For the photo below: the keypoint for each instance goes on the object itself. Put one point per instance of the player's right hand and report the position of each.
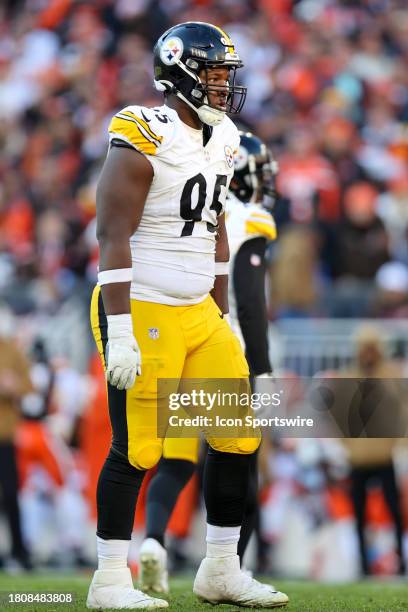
(123, 358)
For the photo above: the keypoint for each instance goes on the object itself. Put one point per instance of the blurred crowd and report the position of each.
(327, 90)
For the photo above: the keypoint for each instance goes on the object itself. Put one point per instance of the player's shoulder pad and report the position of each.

__Task prompt__
Reproduce all of the data above word for word, leaving out the pictures.

__Written response__
For the photo below: the keypoint for each instance goes on the object itself. Put one point per instance of the player's right hand and report the position of each.
(123, 358)
For the photo above: the keypoint for each instance goes on the object itself. Put one point per instance of the blurred crowd and report the position of each.
(327, 90)
For the photo above: the keypoint for each instance goes on the object itself. Put one point per instance of the player's shoulder pad and report the position of each.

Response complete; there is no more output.